Give back exactly the lines from the one containing "[mark] the concrete power" through the end of the records, including both, and no others.
..............................
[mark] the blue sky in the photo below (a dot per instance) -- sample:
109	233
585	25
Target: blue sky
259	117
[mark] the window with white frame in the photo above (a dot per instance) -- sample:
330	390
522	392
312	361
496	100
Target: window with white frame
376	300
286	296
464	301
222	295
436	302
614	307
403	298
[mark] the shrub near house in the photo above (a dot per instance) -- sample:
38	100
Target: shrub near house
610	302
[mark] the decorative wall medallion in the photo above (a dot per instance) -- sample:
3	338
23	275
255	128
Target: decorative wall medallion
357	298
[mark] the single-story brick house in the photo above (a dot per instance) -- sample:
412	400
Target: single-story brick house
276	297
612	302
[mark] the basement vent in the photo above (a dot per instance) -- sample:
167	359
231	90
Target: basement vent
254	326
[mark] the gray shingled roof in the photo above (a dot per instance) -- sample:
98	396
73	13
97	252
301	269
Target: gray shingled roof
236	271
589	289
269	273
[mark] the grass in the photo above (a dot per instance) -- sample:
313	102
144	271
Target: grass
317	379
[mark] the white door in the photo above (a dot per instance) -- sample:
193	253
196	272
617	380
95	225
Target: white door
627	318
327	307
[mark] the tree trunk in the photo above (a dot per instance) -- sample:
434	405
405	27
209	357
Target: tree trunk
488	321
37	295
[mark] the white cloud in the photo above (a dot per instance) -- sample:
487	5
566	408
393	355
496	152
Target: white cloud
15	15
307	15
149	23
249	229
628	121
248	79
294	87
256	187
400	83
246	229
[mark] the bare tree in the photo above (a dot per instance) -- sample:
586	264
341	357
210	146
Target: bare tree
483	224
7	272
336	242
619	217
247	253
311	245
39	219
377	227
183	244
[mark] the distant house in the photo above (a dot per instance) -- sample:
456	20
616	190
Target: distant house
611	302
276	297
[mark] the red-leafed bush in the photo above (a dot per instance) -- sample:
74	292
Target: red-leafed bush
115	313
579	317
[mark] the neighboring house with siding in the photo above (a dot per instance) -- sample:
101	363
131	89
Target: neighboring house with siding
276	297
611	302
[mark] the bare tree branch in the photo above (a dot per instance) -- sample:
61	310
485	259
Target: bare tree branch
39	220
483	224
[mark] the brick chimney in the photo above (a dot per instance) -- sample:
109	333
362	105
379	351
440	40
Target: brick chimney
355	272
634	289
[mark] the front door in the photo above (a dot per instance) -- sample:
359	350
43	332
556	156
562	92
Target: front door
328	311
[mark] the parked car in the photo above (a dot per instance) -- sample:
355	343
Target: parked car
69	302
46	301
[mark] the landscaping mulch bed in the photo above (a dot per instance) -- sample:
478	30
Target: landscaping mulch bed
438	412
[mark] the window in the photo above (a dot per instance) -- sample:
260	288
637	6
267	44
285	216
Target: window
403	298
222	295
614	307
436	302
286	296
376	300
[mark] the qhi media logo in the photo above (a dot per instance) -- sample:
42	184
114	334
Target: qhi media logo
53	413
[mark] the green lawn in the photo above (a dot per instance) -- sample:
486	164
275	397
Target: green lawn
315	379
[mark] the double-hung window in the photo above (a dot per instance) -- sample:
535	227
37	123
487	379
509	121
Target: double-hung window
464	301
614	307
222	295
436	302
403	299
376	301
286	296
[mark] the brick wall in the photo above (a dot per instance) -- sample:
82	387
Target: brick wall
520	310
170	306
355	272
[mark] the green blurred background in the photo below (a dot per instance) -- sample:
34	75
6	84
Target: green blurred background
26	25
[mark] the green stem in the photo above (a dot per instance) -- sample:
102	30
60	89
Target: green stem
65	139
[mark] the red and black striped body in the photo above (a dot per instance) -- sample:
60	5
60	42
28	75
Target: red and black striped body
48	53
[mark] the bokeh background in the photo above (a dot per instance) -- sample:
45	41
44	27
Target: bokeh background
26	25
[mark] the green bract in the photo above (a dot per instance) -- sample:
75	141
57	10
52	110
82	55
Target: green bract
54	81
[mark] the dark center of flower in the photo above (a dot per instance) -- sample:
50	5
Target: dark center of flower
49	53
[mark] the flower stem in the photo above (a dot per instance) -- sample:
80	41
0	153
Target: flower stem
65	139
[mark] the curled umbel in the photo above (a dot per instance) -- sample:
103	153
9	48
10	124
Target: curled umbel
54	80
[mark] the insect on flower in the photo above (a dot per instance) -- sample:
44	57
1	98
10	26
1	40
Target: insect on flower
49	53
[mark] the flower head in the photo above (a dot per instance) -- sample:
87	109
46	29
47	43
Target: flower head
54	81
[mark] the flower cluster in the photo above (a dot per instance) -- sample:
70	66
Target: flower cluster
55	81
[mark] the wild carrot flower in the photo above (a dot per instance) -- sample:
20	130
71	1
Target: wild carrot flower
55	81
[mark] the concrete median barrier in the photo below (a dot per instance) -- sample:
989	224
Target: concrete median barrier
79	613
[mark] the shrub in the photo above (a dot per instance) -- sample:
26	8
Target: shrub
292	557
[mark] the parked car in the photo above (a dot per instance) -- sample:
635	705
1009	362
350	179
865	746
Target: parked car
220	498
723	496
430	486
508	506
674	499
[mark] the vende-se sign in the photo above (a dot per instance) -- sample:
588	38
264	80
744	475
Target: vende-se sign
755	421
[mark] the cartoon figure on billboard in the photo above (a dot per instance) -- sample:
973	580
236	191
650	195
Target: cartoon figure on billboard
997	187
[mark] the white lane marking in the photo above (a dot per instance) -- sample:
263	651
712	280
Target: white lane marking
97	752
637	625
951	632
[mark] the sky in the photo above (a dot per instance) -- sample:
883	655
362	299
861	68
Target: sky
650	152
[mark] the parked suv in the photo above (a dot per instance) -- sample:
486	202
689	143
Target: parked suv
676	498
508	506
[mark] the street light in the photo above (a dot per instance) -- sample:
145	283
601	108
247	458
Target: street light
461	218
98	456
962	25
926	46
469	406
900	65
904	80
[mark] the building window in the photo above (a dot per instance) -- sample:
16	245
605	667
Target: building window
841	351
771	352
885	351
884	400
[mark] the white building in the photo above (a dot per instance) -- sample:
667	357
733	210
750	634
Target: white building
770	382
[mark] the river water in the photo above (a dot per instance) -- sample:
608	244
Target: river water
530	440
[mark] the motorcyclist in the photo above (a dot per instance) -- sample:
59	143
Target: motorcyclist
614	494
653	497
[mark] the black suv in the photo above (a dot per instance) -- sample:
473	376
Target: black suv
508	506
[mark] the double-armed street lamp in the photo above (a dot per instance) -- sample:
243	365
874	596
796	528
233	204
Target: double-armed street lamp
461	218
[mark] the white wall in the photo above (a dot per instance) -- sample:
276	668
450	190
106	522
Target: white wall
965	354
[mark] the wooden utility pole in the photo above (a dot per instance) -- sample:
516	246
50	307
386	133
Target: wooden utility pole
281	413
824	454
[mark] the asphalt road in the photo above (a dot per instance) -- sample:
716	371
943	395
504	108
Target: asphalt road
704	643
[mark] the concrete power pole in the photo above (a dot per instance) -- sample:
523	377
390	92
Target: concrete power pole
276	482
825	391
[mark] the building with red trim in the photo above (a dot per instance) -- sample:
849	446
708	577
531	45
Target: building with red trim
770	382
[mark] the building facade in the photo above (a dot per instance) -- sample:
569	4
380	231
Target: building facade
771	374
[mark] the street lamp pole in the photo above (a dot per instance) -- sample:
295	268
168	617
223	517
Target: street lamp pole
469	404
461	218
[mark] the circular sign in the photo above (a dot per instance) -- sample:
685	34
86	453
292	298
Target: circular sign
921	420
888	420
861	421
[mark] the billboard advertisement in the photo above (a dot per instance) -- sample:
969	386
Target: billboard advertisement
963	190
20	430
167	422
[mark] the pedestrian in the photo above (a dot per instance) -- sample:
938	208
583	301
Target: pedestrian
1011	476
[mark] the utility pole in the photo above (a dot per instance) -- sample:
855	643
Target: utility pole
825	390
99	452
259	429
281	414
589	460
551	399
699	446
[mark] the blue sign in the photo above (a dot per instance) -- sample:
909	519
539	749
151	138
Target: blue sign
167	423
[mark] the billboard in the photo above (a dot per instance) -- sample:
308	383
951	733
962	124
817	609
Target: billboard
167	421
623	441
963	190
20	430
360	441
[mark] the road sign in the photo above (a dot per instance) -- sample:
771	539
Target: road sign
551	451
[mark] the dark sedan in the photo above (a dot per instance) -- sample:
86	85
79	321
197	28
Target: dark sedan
..............................
RESPONSE TO THE TASK:
[mark] the concrete power pole in the photo above (a dot per instance) -- sample:
523	377
390	92
Target: concrete power pole
276	482
825	391
[mark] the building with red trim in the photo above (a dot per instance) -- sample:
849	446
708	577
531	45
Target: building with red trim
770	382
[mark] the building facade in the photo above (a dot per instance) -- sample:
569	4
380	231
Target: building facade
771	374
[mark] the street lamp pole in the photo above (a dot per instance) -- sample:
295	268
168	617
223	517
Target: street lamp pole
469	404
461	218
[mark] the circular sign in the photo above (a dot per instance) -- sample:
685	34
86	453
292	298
Target: circular sign
921	420
888	420
861	421
[mark] the billboard advertisement in the photo above (a dot per instance) -- sample:
969	386
Target: billboard advertisement
963	190
20	430
167	422
[mark] the pedestrian in the photo above (a dot per instance) -- sample:
938	208
583	301
Target: pedestrian
1011	476
[mark] the utility pole in the photo above (a dot per instance) -- sample:
855	643
Target: utility pole
825	390
99	452
259	429
281	414
589	460
551	399
699	446
[mark] the blue sign in the photo above (a dot per instance) -- sample:
909	519
539	749
151	138
Target: blue sign
167	423
[mark] the billboard in the photo above (a dot per instance) -- sample:
308	383
951	733
962	124
817	609
Target: billboard
167	421
623	441
963	190
20	430
360	441
[mark] the road sign in the photo above (a dot per instance) -- sample:
771	539
Target: road sign
551	451
[mark] the dark sedan in the photo above (a dot per instance) -- sample:
86	85
79	321
197	28
Target: dark sedan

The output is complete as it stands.